▸ **ESTRATTO DEL DOCUMENTO**
■ ■ ■ ■
Saturday, April 30, 2011

Nativi... migranti: come colmare il gap per comunicare meglio

Il 28 aprile scorso sono stato impegnato a Genova in una giornata di formazione con gli operatori delle ASL liguri che inaugurava un ciclo di incontri sulla Media Education come strumento di prevenzione nel lavoro con gli adolescenti. Il titolo che mi è stato assegnato chiedeva di problematizzare il rapporto tra generazioni riguardo all'uso dei media e di indicare strategie operative per superare il gap a questo riguardo. Ho organizzato il mio intervento in tre momenti:
- un'attività di innesco;
- una definizione dei termini e dei problemi in gioco;
- l'indicazione di alcune proposte operative.

1. Giochiamo con gli SMS...
Ho iniziato col verificare che tutti avessero il cellulare... acceso. Poi ho chiesto di comporre un SMS nel quale spiegare a chi non ne sapesse nulla chi/cosa è un nativo digitale. Mentre tutti tenevano il loro SMS composto sullo schermo del loro telefonino ho avviato un brain storming sulle difficoltà incontrate per redigere il testo. Le risposte, in ordine sparso, hanno constatato che:
- occorre una manualità allenata;
- è difficile digitare velocemente;
- occorre conoscere la sintassi degli SMS (ad esempio per ricorrere a smileys e abbreviazioni);
- si deve sintetizzare in poche battute un concetto complesso e articolato;
- bisogna tenere presente il target cui ci si sta rivolgendo.
L'analisi di queste osservazioni ci ha condotto a una prima conclusione provvisoria: la redazione di un SMS non è un gioco banale,  richiede lo sviluppo di skills e competenze.
■ ■ ■ ■
▸ **MATERIALE DI LAVORO**
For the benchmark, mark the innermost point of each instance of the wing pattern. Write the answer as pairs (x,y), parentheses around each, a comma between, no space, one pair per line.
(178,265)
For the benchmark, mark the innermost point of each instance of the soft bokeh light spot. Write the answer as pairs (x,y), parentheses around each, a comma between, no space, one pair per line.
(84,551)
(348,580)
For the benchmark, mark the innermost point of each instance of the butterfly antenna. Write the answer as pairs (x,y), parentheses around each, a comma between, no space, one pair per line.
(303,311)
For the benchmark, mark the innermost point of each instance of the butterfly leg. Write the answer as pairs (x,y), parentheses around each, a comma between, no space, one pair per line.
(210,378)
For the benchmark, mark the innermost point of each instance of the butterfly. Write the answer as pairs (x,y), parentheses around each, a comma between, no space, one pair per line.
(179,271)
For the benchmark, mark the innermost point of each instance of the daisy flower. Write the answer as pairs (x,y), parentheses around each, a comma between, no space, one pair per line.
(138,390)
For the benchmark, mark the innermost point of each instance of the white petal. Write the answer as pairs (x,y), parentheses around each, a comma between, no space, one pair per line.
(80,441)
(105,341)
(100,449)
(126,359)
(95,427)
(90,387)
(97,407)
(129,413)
■ ■ ■ ■
▸ **ISTRUZIONI**
1/ Secondo l'articolo sui nativi digitali, in quale città si è svolta la giornata di formazione del 28 aprile?
2/ Trascrivi senza alcuna modifica le voci dalla riga che contiene "of the daisy" fino all'ultima voce, includendo entrambe.

▸ **RISPOSTE**
1/ A Genova.

2/
For the benchmark, mark the innermost point of each instance of the daisy flower. Write the answer as pairs (x,y), parentheses around each, a comma between, no space, one pair per line.
(138,390)
For the benchmark, mark the innermost point of each instance of the white petal. Write the answer as pairs (x,y), parentheses around each, a comma between, no space, one pair per line.
(80,441)
(105,341)
(100,449)
(126,359)
(95,427)
(90,387)
(97,407)
(129,413)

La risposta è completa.